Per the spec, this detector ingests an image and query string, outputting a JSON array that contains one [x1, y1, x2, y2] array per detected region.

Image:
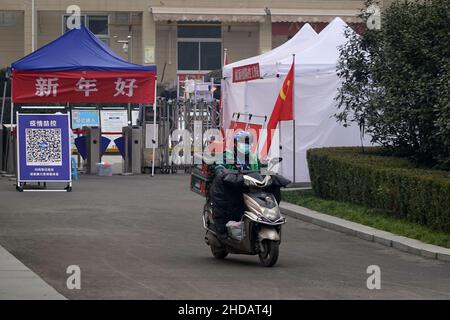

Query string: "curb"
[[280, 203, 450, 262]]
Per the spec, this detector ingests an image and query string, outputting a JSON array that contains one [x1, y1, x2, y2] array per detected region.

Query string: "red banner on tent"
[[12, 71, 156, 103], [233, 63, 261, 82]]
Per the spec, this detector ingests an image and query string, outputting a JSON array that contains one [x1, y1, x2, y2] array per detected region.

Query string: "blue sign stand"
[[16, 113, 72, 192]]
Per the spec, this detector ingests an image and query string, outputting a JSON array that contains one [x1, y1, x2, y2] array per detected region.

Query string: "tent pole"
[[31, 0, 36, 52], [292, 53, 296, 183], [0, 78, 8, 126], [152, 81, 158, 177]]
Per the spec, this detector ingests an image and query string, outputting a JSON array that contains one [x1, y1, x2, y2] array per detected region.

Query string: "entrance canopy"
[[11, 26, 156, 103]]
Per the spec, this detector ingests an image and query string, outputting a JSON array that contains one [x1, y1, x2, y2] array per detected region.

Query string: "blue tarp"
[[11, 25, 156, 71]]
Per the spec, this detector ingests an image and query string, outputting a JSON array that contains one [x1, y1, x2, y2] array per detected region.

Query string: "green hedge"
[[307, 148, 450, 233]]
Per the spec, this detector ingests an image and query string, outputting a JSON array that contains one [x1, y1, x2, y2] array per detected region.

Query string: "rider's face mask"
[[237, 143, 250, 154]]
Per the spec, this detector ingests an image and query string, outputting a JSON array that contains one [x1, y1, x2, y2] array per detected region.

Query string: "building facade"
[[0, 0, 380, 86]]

********

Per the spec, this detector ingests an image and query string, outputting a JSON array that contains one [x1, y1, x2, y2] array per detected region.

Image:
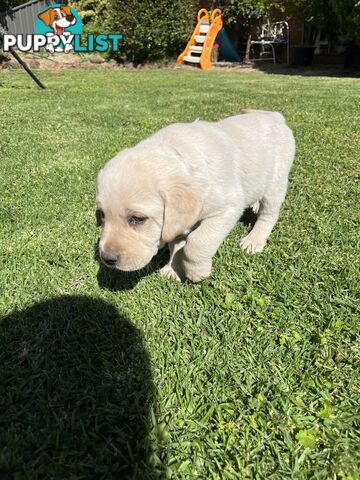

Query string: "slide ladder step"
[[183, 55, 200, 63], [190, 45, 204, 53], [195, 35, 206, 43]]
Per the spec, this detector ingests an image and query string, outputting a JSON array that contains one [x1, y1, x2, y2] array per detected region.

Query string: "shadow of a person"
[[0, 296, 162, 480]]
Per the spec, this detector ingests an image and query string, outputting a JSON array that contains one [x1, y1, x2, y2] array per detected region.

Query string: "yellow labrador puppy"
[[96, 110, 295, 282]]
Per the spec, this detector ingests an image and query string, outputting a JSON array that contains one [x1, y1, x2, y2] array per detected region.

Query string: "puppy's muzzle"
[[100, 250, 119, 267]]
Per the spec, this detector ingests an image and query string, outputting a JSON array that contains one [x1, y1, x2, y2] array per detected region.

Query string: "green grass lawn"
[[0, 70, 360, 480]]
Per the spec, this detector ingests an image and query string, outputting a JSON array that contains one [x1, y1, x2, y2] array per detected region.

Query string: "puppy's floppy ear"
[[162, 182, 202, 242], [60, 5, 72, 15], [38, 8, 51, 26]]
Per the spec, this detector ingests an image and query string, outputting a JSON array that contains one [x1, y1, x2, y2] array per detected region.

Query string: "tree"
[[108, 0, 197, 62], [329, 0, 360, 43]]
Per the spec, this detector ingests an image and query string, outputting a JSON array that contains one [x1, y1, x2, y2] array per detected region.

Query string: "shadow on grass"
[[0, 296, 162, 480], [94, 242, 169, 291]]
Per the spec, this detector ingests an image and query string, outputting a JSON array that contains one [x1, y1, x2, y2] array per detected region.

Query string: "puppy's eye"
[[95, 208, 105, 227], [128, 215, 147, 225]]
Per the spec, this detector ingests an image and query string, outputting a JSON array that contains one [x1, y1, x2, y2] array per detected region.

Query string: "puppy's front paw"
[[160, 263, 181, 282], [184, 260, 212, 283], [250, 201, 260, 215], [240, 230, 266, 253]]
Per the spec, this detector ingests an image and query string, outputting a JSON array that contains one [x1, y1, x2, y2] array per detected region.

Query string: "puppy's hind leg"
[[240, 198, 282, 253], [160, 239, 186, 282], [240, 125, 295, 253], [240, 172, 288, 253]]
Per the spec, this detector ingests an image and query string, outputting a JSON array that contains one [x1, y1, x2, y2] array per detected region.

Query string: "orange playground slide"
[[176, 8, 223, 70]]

********

Go through the listing above and copy out each line that contains the word "puppy".

_Task solution_
Query string: "yellow labrador puppy"
Query string: "puppy's muzzle"
Query string: "puppy's floppy ear"
Query string: "puppy's eye"
Query string: "puppy's front paw"
Query string: "puppy's hind leg"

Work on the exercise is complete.